• _WHAT IS NEEDED_
Every record that follows must be duplicated exactly, with images left out.

• _AVAILABLE DATA_
_ _ _ _

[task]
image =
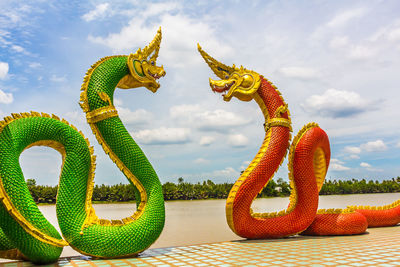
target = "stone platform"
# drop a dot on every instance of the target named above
(379, 247)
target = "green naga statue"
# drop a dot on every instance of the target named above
(24, 231)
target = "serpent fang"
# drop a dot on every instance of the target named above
(24, 231)
(309, 156)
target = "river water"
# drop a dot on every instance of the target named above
(191, 222)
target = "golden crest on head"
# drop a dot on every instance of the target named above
(237, 82)
(142, 67)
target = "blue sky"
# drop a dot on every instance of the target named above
(336, 63)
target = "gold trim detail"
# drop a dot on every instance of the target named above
(27, 226)
(12, 254)
(93, 117)
(101, 114)
(263, 149)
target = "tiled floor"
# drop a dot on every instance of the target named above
(380, 247)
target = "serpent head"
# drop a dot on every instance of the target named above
(237, 82)
(142, 67)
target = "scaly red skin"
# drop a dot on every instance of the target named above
(353, 223)
(381, 218)
(303, 213)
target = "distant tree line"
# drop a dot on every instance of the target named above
(209, 190)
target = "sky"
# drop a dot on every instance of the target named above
(336, 63)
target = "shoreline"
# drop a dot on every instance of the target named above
(176, 200)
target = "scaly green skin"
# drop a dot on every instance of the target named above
(104, 241)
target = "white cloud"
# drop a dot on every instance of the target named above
(369, 167)
(352, 149)
(207, 140)
(139, 116)
(58, 79)
(201, 161)
(6, 98)
(34, 65)
(159, 8)
(361, 52)
(339, 42)
(298, 72)
(96, 13)
(237, 140)
(3, 70)
(216, 120)
(180, 35)
(162, 136)
(344, 17)
(374, 146)
(228, 173)
(365, 165)
(337, 165)
(336, 104)
(18, 48)
(390, 32)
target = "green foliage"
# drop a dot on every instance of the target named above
(209, 190)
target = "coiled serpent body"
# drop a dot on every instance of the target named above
(309, 156)
(25, 232)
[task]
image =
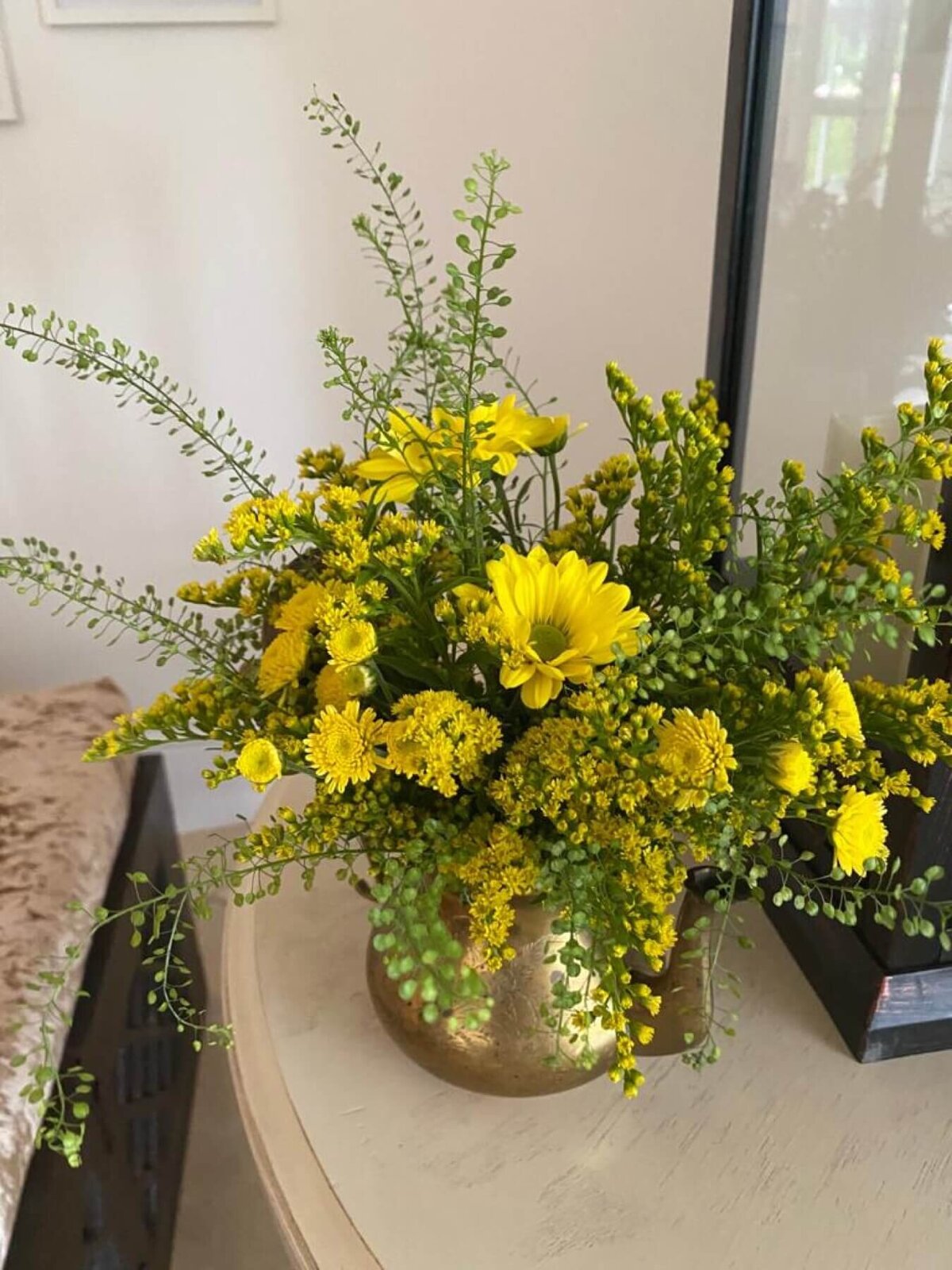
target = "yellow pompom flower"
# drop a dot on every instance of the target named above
(342, 749)
(298, 614)
(408, 456)
(336, 685)
(352, 643)
(858, 832)
(841, 714)
(562, 622)
(283, 660)
(696, 753)
(790, 768)
(933, 530)
(501, 432)
(259, 762)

_ _ _ _

• _CORRECT RESULT_
[task]
image =
target = "stone platform"
# drop a dot on every instance of the target named above
(379, 247)
target = "green naga statue"
# drop a dot on every instance of the target named above
(24, 231)
target = "serpent fang"
# drop a dot on every instance of the target named above
(24, 231)
(309, 156)
target = "river water"
# drop a dot on every instance of the target named above
(191, 222)
target = "golden crest on head"
# drop a dot on every instance of the target named above
(237, 82)
(142, 67)
target = "blue sky"
# drop a dot on every instance of the target named above
(336, 63)
target = "gold trim detail"
# drop a dot on every instance of the target named above
(27, 226)
(12, 254)
(93, 117)
(101, 114)
(263, 149)
target = "tiled floor"
# drop a dot on every instance of the target named above
(380, 247)
target = "serpent head"
# drop a dot on every instance of the target named above
(237, 82)
(142, 67)
target = "scaly red skin"
# drop a dot on every instance of the target named above
(353, 223)
(381, 218)
(303, 213)
target = "distant tree line"
# drop a dot on every instance of the target named above
(209, 190)
target = "sky"
# drop a dot on every instance of the target named above
(336, 63)
target = "shoreline"
# drop a dot on every instance of the target named above
(176, 200)
target = "scaly green skin"
# drop a dot on every instance of the target named above
(104, 241)
target = "white cloud"
# drop a dot on every instance of the target named above
(369, 167)
(352, 149)
(207, 140)
(139, 116)
(58, 79)
(201, 161)
(6, 98)
(34, 65)
(159, 8)
(361, 52)
(339, 42)
(298, 72)
(96, 13)
(237, 140)
(3, 70)
(216, 120)
(180, 35)
(162, 136)
(344, 17)
(374, 146)
(228, 173)
(365, 165)
(337, 165)
(336, 104)
(18, 48)
(390, 32)
target = "green foliage"
# drop a dot on every instance of the target named above
(209, 190)
target = "coiled serpent body"
# drop a dot on every instance of the target named above
(309, 156)
(25, 232)
[task]
image =
target = "yellow pompom flower"
# drop a dot on every instance of the target named above
(342, 749)
(298, 614)
(408, 456)
(336, 685)
(352, 643)
(858, 832)
(841, 714)
(562, 622)
(283, 660)
(696, 753)
(790, 768)
(933, 530)
(501, 432)
(259, 762)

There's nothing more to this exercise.